Problem details → Your task is to print the material below exactly as presented.

Extracted data →
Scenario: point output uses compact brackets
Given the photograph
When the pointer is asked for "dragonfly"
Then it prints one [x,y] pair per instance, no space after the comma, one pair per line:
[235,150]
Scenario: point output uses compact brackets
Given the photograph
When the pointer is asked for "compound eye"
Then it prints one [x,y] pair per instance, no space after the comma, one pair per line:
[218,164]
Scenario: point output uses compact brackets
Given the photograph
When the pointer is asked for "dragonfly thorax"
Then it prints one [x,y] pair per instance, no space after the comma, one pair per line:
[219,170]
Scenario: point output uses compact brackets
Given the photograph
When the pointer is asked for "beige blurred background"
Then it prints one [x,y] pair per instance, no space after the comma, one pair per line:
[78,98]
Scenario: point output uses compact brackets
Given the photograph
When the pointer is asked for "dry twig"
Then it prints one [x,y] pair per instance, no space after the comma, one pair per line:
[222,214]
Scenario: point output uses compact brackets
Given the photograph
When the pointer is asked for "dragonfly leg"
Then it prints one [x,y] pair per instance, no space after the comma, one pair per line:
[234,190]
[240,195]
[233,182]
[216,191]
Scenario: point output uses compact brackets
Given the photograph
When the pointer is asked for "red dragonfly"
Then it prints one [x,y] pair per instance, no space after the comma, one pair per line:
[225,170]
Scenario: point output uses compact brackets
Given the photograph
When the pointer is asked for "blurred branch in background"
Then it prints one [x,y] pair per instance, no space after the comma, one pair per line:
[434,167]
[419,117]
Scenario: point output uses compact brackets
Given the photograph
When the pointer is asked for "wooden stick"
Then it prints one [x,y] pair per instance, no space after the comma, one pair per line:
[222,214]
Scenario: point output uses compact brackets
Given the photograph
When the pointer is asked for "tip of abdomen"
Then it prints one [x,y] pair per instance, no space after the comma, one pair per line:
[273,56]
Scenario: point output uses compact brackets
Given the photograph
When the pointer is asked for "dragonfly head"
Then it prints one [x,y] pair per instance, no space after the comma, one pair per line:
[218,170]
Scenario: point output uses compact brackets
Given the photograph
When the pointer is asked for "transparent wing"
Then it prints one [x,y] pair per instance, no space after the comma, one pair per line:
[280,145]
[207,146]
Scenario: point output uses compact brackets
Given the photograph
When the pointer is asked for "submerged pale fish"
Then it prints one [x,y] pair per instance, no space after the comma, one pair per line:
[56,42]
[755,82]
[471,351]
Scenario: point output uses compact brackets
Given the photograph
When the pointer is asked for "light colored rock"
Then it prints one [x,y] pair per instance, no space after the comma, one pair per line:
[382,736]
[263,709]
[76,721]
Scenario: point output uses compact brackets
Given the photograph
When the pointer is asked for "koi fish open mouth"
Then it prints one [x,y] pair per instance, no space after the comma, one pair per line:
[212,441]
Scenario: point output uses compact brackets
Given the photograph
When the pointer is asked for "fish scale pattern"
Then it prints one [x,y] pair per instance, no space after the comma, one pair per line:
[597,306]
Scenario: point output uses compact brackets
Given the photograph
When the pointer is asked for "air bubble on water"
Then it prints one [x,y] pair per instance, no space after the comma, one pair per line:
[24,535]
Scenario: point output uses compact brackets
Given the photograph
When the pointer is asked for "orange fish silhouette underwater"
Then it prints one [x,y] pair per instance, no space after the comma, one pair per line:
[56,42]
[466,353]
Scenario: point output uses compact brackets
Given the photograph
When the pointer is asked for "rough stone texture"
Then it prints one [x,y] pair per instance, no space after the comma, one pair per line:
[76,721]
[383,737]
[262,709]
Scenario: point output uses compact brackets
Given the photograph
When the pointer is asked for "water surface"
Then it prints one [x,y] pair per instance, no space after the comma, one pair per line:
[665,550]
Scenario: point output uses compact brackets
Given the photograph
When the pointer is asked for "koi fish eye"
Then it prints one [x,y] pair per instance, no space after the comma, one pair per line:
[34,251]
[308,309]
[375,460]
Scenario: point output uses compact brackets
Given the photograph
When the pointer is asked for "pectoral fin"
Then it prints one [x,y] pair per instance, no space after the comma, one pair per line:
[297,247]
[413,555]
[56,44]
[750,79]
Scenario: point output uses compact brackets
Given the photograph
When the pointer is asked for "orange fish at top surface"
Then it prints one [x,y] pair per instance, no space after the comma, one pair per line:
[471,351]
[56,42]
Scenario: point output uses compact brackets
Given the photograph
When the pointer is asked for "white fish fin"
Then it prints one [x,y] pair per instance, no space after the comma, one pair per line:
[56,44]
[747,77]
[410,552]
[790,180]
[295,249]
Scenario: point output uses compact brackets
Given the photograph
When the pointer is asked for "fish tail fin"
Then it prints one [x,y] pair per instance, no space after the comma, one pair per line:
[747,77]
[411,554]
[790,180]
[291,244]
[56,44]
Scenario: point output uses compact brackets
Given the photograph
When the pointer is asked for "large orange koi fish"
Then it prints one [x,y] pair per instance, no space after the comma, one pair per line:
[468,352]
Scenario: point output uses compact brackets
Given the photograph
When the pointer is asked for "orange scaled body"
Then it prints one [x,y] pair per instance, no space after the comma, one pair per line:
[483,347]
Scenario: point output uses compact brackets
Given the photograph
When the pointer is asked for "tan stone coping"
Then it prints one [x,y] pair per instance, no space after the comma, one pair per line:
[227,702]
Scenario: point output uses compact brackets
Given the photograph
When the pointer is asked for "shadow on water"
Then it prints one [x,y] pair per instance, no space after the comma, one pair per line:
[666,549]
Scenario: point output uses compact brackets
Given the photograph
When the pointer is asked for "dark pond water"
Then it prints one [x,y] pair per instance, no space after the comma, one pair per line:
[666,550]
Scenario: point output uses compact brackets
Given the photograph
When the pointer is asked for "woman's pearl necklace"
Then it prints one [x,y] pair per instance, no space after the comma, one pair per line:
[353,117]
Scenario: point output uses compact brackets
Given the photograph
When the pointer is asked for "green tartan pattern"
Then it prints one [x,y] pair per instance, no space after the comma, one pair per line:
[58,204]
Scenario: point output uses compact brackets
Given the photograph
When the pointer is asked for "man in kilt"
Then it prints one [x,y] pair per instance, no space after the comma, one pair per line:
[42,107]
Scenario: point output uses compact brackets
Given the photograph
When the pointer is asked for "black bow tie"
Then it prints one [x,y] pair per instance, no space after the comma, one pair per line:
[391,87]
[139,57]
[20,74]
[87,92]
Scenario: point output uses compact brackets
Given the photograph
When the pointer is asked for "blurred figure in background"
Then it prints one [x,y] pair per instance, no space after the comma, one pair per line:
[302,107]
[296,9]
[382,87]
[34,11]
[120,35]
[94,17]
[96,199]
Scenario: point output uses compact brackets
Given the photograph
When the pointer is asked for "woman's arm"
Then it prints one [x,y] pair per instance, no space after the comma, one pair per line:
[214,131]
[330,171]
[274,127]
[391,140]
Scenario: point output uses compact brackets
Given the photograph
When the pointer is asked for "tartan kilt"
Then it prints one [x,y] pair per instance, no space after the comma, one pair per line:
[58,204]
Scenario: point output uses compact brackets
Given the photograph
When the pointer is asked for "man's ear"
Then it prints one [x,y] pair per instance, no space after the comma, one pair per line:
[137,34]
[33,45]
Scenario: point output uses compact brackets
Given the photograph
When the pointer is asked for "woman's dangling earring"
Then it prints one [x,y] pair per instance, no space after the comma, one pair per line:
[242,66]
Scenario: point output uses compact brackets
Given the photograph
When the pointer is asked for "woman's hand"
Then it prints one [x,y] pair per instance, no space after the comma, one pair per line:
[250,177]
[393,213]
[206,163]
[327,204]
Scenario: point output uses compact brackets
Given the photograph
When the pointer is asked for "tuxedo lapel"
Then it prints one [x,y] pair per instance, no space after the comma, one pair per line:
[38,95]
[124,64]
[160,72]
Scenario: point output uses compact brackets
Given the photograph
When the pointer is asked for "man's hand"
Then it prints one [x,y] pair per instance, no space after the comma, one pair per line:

Task output →
Scenario: point output uses compact brackets
Given the photograph
When the pointer is asked for "dragonfly"
Then it prints one [x,y] pair per instance, no space after the comma, one pair per line:
[235,150]
Scenario: point output uses compact brackets
Given the photograph
When the pointer is asked for "compound eye"
Then it prints one [x,y] pair per instance, no space after the comma, one pair per line:
[218,164]
Scenario: point output uses compact brackets
Given the photograph
When the pointer is asked for "dragonfly thorax"
Then it prints one [x,y] pair per instance, no space after the comma, one pair per line:
[219,170]
Scenario: point output uses compact brackets
Given the photograph
When the pointer is asked for "beige blurred background"
Then it prints one [x,y] pair per instance, no space after the comma, one pair per line:
[78,98]
Scenario: point output uses compact brackets
Given the photograph
When the pointer is asked for "dry twig"
Then it prints one [x,y] pair per instance, no space after the comma, one pair per line:
[222,214]
Scenario: point output uses compact brackets
Given the photograph
When the pointer is asked for "dragonfly leg"
Then it prints one [x,y] pair per instance, no space after the comma, one pair per line:
[234,190]
[240,195]
[233,182]
[216,191]
Scenario: point output uses compact brackets
Given the photograph
When the pointer is asked for "red dragonfly"
Then it prints one [x,y] pair per instance, no space after the comma, one pair per line:
[225,170]
Scenario: point output uses compact brackets
Given the photograph
When the pointer is asked for "blurred branch in background"
Then it prints one [x,y] pair per instance, no space after the comma, one pair per line:
[434,167]
[419,117]
Scenario: point output uses compact brackets
Given the photograph
When the pointer is asked for "wooden stick"
Then it prints one [x,y] pair per instance, no space after the comma, one pair per line:
[222,214]
Scenario: point output uses compact brackets
Given the photograph
When the pointer is asked for "tip of abdomen"
Then it prints one [x,y] pair per instance, no space after the comma, one pair per line:
[273,56]
Scenario: point output uses compact brackets
Given the photograph
When the pointer is asked for "dragonfly head"
Then it prints one [x,y] pair per instance, no space after the comma, one pair per line:
[218,170]
Scenario: point output uses compact brackets
Given the photograph
When the pointer is asked for "transparent wing"
Then it prints one [x,y] pair per instance, no space after the comma, one pair per line:
[280,145]
[207,146]
Scenario: point output uses compact brackets
Given the photograph
When the pointer is asked for "submerged pale fish"
Then it prints one [x,y] pair per instance, no space after the comma, one pair per line:
[56,42]
[755,82]
[471,351]
Scenario: point output uses compact brackets
Given the photograph
When the pointer is asked for "light colored rock"
Then it prints one [x,y] pair per instance, no space after the comma, one pair per line:
[382,736]
[263,709]
[76,721]
Scenario: point output uses compact brackets
Given the photograph
When the pointer is asked for "koi fish open mouth"
Then it prints one [x,y] pair per instance, no space after the comma, one pair per line:
[212,441]
Scenario: point output uses compact brackets
Given the photograph
When the pointer is asked for "fish scale pattern"
Then it prints one [x,y] pair per instance, no space after the comma, one pair per line:
[597,306]
Scenario: point output uses compact brackets
Given the photograph
When the pointer is asked for "air bubble on water"
Then it prints one [x,y] pair per instance, no space after the comma, one pair per line:
[24,535]
Scenario: point output uses compact brackets
Given the photograph
When the pointer is asked for "orange fish silhouette underwater"
Then it prints one [x,y] pair per instance, no space after the comma, one pair per line:
[56,42]
[466,353]
Scenario: point output uses compact brackets
Given the photograph
When the pointer is asked for "rough stone texture"
Then it prints one [x,y] pair per instance, no space after the comma, one pair per line:
[76,721]
[383,737]
[262,709]
Scenario: point output uses compact brackets
Given the photograph
When the pointer is asked for "water surface"
Then it prints one [x,y] pair per instance, no space after the comma, one pair per line:
[665,550]
Scenario: point output uses compact brackets
Given the photograph
When the pointer is asked for "koi fish eye"
Then it prints one [x,y] pair per instance, no space after the comma, one pair per line:
[34,251]
[308,309]
[375,460]
Scenario: point output uses compact brackets
Given the photograph
When the pointer is asked for "pectoral fin"
Then it prints one [x,y] pair per instance, no space after the comma, one pair per line:
[297,247]
[413,555]
[56,44]
[750,79]
Scenario: point output uses compact brackets
Given the photograph
When the pointer is asked for "orange fish at top surface"
Then it prints one [x,y] pair per instance, no space after the comma, one pair per line:
[471,351]
[56,42]
Scenario: point output uses compact brackets
Given the photograph
When the pointer is asked for "white fish fin"
Then it prints one [x,y] pair per instance, no space after the comma, one pair per line:
[56,44]
[747,77]
[410,552]
[790,180]
[295,249]
Scenario: point output uses compact brackets
Given the photograph
When the pointer is asked for "fish tail fin"
Then it prints one [x,y] pair per instance, no space after the comma, one pair per line:
[747,77]
[411,554]
[790,180]
[291,244]
[56,44]
Scenario: point output uses compact brackets
Given the photograph
When the pointer is asked for "large orange koi fish"
Then it prints one [x,y] pair per instance, no space after the comma, one pair per line:
[468,352]
Scenario: point output uses compact brackets
Given the photograph
When the pointer is asked for "orange scaled body"
Then it prints one [x,y] pair per instance, no space after the comma, one pair per line:
[483,347]
Scenario: point output uses compact brackets
Given the photograph
When the pointer is asked for "tan stone coping"
Then it prints one [x,y] pair per instance, no space after the comma, one pair per line:
[227,702]
Scenario: point output uses compact brackets
Given the photograph
When the pointer is asked for "shadow on water"
Then it prints one [x,y] pair per instance, no space after the comma, one pair per line:
[666,549]
Scenario: point output uses compact brackets
Given the photograph
When the pointer is asked for "dark pond water"
Then it prints one [x,y] pair per instance, no space after the comma, one pair per line:
[666,550]
Scenario: point output uses compact brackets
Given the photograph
When the pointer is asked for "woman's pearl necklace"
Then it prints one [x,y] pair per instance, no space after the comma, one pair per line:
[353,117]
Scenario: point output uses compact brackets
Given the photograph
When the pointer is asked for "green tartan pattern"
Then it prints one [x,y] pair per instance, no space after the comma, one pair per line:
[58,204]
Scenario: point output uses compact brackets
Given the photograph
When the pointer is asked for "man in kilt"
Then it prints one [x,y] pair per instance, no space after the comma, one pair per line:
[42,107]
Scenario: point output uses compact brackets
Given the photograph
When the pointer is asked for "black bow tie"
Then it prints one [x,y] pair per instance, no space after the comma, one pair per line:
[391,87]
[139,57]
[20,74]
[87,92]
Scenario: point output uses compact brackets
Given the photograph
When the pointer is asked for "blurred figure in background"
Then it prints one [x,y] pair per instance, no space after the comma, one pair per line:
[302,107]
[296,9]
[382,87]
[34,11]
[120,35]
[94,17]
[96,199]
Scenario: point output uses compact brackets
Given the photograph
When the pointer is asked for "woman's arm"
Then it prints one [x,y] pair per instance, no space after the comma, one pair per line:
[214,131]
[330,171]
[274,127]
[391,140]
Scenario: point output uses compact brackets
Given the photograph
When the pointer is asked for "tartan kilt"
Then it prints one [x,y] pair per instance, no space after the comma, one pair per line:
[58,204]
Scenario: point output uses compact brackets
Given the photograph
When the pointer is asked for "man's ear"
Then it prints one [x,y] pair per instance, no space after the comma, one pair per line:
[137,34]
[33,45]
Scenario: point output uses compact brackets
Given the photograph
When the pointer is asked for "woman's dangling earring"
Then it prints one [x,y] pair per instance, no space after the comma, one pair per line:
[242,66]
Scenario: point output uses compact brackets
Given the photograph
When the pointer is asked for "woman's hand"
Then it prints one [x,y] pair per instance, no space after the comma, one pair per line:
[250,177]
[393,213]
[206,163]
[327,204]
Scenario: point output uses compact brackets
Given the photograph
When the pointer is asked for "tuxedo lapel"
Then it prints one [x,y] pair per instance, no space after the comma, one pair per line:
[38,95]
[124,64]
[160,72]
Scenario: point output uses compact brackets
Given the photograph
When the pointer is asked for "man's hand"
Then it prints one [x,y] pair per instance, no space after the comma, one pair per line:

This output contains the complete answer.